• **PAGE EXTRACT**
=====

## Fast CSV Queries

In this project, we will be practicing the time and space complexity analysis.  By taking both into account, we will utilize balanced amounts of pre-processing and efficient algorithm choice to speed up sorting/searching of csv data.


In this project, we will use an [existing laptop price dataset from Kaggle](https://www.kaggle.com/ionaskel/laptop-prices).  We will treat this data on laptops as if we were running a laptop store.

The columns contained in the data are as follows:
- ID: A unique identifier for the laptop.
- Company: The name of the company that produces the laptop.
- Product: The name of the laptop.
- TypeName: The type of laptop.
- Inches: The size of the screen in inches.
- ScreenResolution: The resolution of the screen.
- CPU: The laptop CPU.
- RAM: The amount of RAM in the laptop.
- Memory: The size of the hard drive.
- GPU: The graphics card name.
- OpSys: The name of the operating system.
- Weight: The laptop weight.
- Price: The price of the laptop.

In [2]:
# importing csv module
import csv

# reading dataset into jupyter
with open('laptops.csv') as file:
    data = list(csv.reader(file))
    
# printing first few rows
for row in data[:5]:
    print(row,'\n')

=====

• **DATA LINES**
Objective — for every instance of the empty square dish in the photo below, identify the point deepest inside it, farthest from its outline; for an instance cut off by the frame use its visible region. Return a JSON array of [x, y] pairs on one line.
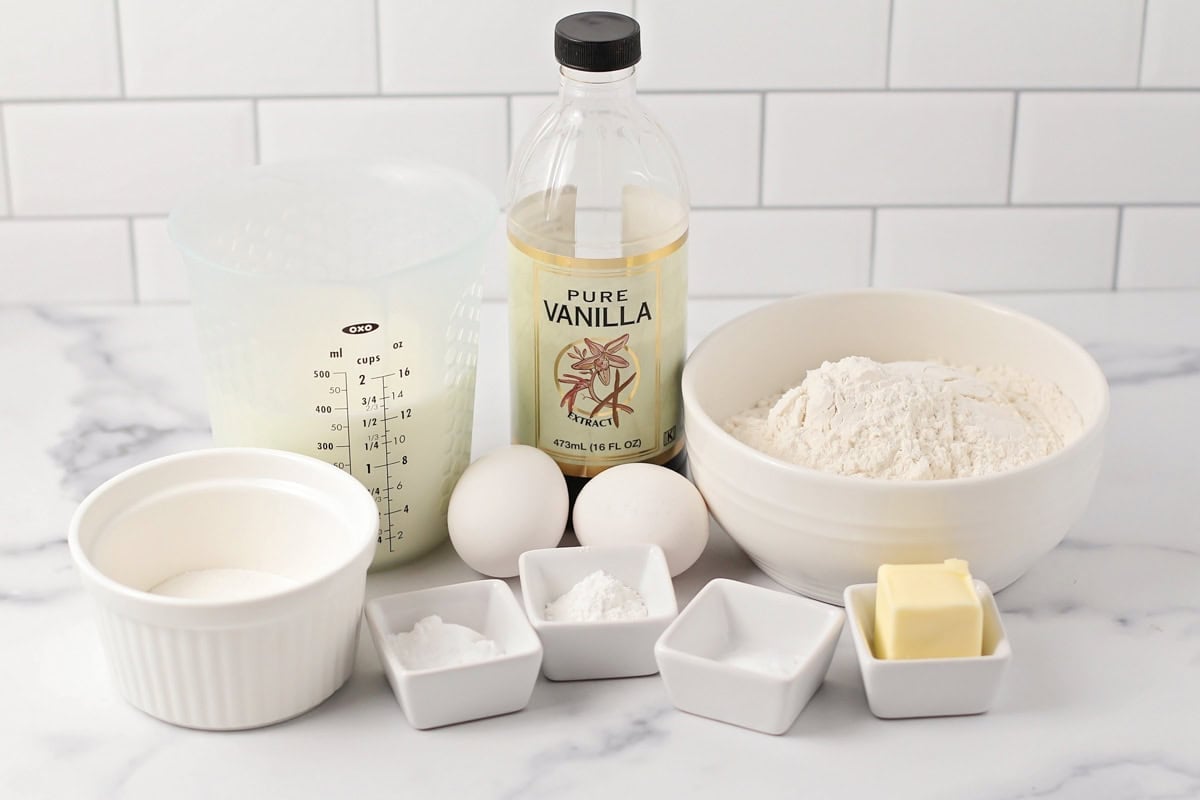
[[748, 655], [928, 687], [499, 681], [610, 648]]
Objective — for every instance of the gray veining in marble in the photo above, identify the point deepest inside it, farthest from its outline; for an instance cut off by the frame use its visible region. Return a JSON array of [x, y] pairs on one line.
[[1101, 703]]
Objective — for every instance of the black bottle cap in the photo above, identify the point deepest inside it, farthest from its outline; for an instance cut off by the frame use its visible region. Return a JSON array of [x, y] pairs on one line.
[[598, 41]]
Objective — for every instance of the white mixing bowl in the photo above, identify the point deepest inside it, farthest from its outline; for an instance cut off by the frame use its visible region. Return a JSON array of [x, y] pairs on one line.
[[817, 533], [227, 656]]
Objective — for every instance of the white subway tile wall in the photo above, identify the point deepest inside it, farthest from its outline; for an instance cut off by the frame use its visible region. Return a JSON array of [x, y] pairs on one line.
[[1108, 148], [65, 260], [120, 158], [161, 276], [1001, 43], [887, 148], [1159, 248], [1173, 43], [988, 250], [58, 48], [765, 44], [466, 132], [177, 48], [964, 144]]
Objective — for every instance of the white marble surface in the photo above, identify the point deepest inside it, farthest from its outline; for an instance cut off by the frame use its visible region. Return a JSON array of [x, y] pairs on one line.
[[1103, 698]]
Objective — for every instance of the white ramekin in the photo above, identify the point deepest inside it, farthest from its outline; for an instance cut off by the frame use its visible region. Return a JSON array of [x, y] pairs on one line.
[[220, 663]]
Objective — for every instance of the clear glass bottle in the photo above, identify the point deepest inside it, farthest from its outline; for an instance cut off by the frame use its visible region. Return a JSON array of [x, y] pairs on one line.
[[598, 277]]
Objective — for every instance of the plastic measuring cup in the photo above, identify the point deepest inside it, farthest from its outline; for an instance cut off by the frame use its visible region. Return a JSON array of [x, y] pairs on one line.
[[337, 310]]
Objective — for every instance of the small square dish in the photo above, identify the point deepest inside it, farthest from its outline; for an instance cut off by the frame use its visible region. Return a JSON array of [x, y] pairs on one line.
[[748, 655], [928, 687], [598, 649], [442, 696]]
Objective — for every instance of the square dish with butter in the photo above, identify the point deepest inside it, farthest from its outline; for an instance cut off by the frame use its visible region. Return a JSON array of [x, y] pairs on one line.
[[899, 687]]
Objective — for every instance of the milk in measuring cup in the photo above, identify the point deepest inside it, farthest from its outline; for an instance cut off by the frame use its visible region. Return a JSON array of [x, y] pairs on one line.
[[375, 398], [337, 311]]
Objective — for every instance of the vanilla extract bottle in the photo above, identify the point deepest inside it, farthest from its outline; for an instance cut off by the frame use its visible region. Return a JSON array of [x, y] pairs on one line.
[[598, 276]]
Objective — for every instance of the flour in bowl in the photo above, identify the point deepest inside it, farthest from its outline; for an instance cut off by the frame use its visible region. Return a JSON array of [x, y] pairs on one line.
[[911, 420]]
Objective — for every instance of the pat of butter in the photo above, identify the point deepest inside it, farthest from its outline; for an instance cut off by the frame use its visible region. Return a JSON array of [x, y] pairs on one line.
[[927, 611]]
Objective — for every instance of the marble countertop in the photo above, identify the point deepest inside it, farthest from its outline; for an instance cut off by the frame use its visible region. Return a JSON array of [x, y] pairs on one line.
[[1102, 701]]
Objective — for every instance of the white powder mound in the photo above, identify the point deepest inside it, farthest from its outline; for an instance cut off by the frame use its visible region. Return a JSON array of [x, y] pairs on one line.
[[911, 420], [432, 644], [598, 597]]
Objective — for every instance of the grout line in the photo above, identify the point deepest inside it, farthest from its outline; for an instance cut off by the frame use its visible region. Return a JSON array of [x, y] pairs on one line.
[[120, 47], [133, 259], [762, 144], [1116, 248], [887, 46], [870, 262], [6, 184], [508, 130], [159, 214], [943, 206], [1141, 42], [253, 125], [1012, 146], [469, 95], [378, 49]]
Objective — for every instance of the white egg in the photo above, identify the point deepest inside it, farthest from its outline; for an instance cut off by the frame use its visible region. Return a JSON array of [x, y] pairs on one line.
[[647, 505], [511, 500]]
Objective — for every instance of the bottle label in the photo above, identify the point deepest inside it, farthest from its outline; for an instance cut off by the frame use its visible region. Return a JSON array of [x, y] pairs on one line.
[[598, 352]]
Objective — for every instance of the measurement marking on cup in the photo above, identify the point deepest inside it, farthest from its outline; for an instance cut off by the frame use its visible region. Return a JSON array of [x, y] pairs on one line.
[[387, 465], [346, 394]]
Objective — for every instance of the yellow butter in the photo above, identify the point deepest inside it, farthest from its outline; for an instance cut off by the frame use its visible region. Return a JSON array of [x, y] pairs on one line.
[[927, 611]]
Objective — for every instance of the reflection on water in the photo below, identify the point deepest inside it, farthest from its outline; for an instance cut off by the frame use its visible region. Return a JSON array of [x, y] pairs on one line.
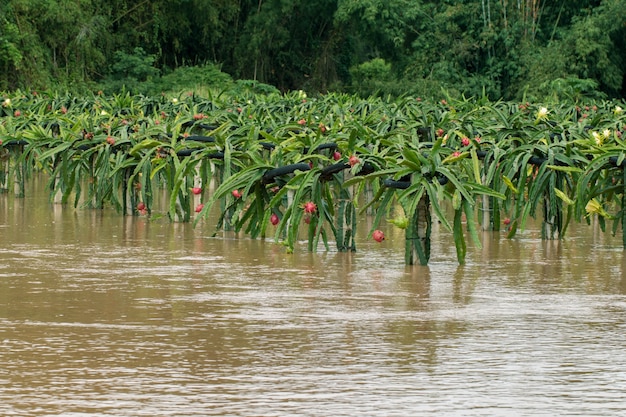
[[104, 315]]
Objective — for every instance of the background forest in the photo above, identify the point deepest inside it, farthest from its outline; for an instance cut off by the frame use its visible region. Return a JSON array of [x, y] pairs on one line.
[[510, 49]]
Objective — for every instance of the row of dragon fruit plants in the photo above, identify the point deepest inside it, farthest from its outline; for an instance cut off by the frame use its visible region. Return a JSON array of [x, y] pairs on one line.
[[293, 166]]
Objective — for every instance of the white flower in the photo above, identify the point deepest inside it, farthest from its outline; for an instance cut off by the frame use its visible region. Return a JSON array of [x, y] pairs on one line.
[[597, 138], [542, 113]]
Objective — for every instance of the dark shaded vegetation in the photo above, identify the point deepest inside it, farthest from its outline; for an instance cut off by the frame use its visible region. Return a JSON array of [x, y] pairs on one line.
[[509, 49]]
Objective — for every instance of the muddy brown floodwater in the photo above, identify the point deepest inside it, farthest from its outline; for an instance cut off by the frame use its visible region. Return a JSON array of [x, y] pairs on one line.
[[108, 315]]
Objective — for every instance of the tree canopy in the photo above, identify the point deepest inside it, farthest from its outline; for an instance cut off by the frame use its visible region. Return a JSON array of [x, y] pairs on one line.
[[499, 48]]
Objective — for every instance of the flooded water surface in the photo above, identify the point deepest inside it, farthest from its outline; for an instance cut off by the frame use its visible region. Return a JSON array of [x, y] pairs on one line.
[[108, 315]]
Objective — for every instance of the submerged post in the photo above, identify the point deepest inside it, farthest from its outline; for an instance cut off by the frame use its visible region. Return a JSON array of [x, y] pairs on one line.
[[417, 246]]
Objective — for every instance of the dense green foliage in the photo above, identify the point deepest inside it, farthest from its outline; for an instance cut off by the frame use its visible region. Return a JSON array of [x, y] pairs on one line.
[[470, 163], [511, 49]]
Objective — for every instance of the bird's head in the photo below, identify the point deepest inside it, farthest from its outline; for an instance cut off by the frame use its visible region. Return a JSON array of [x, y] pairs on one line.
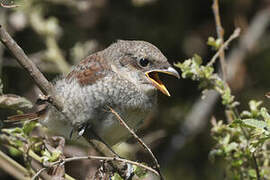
[[141, 63]]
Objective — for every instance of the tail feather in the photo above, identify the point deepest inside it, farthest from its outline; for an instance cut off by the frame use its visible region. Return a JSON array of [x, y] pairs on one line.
[[22, 117]]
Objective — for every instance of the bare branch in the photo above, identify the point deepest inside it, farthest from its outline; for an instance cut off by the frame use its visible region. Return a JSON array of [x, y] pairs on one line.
[[44, 85], [220, 34], [235, 34], [12, 167], [123, 123], [61, 162]]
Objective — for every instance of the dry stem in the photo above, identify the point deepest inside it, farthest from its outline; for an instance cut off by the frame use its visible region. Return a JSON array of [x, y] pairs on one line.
[[220, 34]]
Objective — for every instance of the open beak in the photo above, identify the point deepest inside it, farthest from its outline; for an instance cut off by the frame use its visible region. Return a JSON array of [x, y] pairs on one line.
[[154, 78]]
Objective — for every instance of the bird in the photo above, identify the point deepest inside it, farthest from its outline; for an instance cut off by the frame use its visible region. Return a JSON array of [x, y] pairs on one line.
[[124, 77]]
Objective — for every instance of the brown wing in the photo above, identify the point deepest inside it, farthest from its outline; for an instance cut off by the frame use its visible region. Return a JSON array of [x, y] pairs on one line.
[[89, 70]]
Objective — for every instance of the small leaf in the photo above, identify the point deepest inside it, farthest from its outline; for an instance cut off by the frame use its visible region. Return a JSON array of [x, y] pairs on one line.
[[12, 101], [252, 173], [116, 176], [197, 59], [140, 172], [256, 124], [29, 126], [1, 87]]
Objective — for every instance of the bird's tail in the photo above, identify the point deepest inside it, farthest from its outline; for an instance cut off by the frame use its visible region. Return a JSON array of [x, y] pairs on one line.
[[22, 118]]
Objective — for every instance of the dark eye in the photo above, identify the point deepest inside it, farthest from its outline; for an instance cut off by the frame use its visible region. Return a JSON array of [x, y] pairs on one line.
[[144, 62]]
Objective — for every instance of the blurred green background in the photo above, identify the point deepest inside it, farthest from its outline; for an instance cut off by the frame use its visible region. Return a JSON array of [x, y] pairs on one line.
[[58, 33]]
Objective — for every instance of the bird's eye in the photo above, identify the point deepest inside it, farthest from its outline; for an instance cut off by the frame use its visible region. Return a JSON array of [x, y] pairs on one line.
[[144, 62]]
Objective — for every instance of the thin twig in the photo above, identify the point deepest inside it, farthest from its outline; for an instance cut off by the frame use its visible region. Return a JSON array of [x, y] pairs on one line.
[[9, 6], [256, 167], [63, 161], [123, 123], [220, 34], [235, 34], [13, 168], [44, 85]]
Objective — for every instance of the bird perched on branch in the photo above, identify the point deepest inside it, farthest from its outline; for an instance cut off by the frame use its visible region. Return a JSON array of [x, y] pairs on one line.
[[123, 76]]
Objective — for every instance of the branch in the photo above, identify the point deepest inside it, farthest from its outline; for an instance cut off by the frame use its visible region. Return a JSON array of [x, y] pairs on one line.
[[203, 107], [220, 34], [62, 162], [13, 168], [123, 123], [235, 34], [44, 85]]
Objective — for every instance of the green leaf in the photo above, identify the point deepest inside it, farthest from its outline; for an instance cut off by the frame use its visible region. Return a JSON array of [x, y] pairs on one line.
[[1, 87], [29, 126], [252, 173], [12, 101], [140, 172], [116, 176], [197, 59]]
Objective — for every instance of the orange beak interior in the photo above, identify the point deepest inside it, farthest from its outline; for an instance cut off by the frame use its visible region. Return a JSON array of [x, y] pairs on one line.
[[154, 78]]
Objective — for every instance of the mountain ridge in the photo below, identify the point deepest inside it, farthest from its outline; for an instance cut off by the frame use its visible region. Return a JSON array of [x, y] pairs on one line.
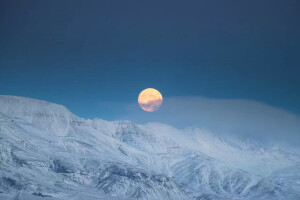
[[120, 159]]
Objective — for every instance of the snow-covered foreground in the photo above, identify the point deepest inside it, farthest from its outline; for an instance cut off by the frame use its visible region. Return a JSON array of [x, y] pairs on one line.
[[46, 152]]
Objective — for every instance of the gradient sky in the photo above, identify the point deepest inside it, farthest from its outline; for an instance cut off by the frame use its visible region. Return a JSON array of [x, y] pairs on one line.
[[92, 56]]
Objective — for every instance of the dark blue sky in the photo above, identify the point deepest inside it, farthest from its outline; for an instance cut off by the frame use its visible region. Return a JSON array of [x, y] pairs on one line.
[[86, 54]]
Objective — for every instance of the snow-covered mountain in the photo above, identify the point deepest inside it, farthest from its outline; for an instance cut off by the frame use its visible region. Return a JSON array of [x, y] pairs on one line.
[[47, 152]]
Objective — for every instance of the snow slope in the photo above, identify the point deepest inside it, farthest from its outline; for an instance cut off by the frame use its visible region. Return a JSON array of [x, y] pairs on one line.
[[46, 152]]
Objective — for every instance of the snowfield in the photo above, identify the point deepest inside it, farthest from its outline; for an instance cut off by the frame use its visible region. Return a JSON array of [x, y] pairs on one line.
[[47, 152]]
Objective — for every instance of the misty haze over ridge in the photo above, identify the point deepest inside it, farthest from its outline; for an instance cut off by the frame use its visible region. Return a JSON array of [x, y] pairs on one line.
[[43, 138], [239, 118]]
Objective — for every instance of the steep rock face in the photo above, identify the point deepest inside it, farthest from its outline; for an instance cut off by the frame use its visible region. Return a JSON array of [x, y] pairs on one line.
[[47, 152]]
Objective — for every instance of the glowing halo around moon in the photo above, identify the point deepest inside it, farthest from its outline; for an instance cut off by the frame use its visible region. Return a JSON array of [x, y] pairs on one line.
[[150, 99]]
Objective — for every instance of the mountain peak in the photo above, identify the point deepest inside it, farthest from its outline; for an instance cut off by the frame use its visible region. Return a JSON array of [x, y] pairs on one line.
[[54, 119]]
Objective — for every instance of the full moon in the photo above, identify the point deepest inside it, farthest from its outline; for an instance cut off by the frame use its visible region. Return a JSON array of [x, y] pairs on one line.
[[150, 99]]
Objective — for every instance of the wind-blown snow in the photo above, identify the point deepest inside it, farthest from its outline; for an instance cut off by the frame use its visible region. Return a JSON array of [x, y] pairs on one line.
[[46, 152]]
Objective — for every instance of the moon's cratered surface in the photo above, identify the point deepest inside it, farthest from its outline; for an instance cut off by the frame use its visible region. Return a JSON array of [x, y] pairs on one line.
[[150, 99]]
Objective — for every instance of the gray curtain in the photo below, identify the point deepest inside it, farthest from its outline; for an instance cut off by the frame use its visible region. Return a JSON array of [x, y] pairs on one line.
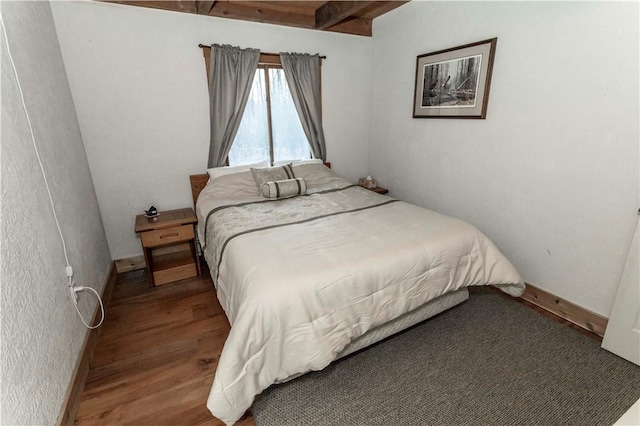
[[303, 77], [231, 74]]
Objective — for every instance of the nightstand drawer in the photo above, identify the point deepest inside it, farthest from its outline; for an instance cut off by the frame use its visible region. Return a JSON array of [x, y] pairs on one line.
[[167, 235]]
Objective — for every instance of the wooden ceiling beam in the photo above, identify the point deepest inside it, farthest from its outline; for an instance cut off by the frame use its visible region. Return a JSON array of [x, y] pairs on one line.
[[355, 26], [334, 12], [350, 17], [204, 7], [246, 12]]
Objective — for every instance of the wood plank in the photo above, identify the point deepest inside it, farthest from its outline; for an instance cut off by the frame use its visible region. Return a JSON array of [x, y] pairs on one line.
[[355, 26], [204, 7], [566, 310], [267, 15], [334, 12], [378, 8]]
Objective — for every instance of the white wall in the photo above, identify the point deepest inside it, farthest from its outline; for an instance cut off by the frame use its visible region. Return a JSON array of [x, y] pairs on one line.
[[41, 334], [139, 84], [552, 174]]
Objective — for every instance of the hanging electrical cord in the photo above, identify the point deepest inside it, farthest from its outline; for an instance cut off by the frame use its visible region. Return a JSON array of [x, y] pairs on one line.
[[68, 269]]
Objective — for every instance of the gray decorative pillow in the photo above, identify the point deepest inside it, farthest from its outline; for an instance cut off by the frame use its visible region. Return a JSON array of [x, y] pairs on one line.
[[284, 188], [271, 174]]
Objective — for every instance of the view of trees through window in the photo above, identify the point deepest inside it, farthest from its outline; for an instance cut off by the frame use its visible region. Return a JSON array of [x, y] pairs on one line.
[[256, 138]]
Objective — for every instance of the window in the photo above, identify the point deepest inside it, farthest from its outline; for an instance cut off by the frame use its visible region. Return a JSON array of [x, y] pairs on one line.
[[270, 127]]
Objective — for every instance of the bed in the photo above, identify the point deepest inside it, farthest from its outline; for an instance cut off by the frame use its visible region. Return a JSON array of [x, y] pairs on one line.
[[307, 279]]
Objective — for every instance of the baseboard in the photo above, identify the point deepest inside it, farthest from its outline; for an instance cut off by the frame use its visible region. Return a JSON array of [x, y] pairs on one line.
[[564, 309], [72, 401]]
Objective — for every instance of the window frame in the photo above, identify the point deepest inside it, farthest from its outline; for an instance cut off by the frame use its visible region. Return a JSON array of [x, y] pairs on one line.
[[266, 61]]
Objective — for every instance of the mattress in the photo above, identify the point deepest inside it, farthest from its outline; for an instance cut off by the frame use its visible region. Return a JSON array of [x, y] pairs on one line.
[[302, 279]]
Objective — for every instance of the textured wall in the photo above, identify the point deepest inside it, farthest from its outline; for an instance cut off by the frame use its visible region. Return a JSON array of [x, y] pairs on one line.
[[41, 334], [552, 174], [138, 80]]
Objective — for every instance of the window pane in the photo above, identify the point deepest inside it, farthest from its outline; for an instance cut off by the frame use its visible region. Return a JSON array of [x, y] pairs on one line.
[[252, 141], [289, 140]]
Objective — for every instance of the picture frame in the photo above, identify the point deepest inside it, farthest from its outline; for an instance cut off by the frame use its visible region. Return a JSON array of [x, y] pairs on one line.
[[455, 82]]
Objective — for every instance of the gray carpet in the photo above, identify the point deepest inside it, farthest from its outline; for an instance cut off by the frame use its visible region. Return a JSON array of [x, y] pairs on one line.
[[488, 361]]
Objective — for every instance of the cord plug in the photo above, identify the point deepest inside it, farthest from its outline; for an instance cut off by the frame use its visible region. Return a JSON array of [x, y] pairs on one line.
[[74, 292]]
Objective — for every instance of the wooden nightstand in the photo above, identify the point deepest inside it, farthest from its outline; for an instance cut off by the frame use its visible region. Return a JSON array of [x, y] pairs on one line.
[[378, 189], [169, 245]]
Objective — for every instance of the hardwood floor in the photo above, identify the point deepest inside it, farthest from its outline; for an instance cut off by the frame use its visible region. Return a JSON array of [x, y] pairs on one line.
[[157, 353]]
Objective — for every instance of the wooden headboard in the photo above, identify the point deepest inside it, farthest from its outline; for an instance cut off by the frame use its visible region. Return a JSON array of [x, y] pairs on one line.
[[198, 182]]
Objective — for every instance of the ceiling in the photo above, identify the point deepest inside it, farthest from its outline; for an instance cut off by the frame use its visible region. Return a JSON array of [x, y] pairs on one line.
[[350, 17]]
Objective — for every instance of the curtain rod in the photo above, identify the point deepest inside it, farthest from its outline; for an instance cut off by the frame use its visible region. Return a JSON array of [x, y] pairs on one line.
[[264, 53]]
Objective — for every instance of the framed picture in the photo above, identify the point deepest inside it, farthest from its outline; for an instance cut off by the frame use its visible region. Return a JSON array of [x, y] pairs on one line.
[[454, 83]]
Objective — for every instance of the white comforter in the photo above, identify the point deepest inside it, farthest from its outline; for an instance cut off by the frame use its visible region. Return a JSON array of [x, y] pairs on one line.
[[296, 295]]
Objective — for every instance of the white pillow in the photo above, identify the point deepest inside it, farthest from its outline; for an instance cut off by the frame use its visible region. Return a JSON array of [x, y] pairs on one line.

=====

• **YOUR OBJECTIVE**
Write out the passage of the Fast CSV Queries page above, starting at "- ScreenResolution: The" and ending at "the operating system.".

• **RESPONSE TO THE EXERCISE**
- ScreenResolution: The resolution of the screen.
- CPU: The laptop CPU.
- RAM: The amount of RAM in the laptop.
- Memory: The size of the hard drive.
- GPU: The graphics card name.
- OpSys: The name of the operating system.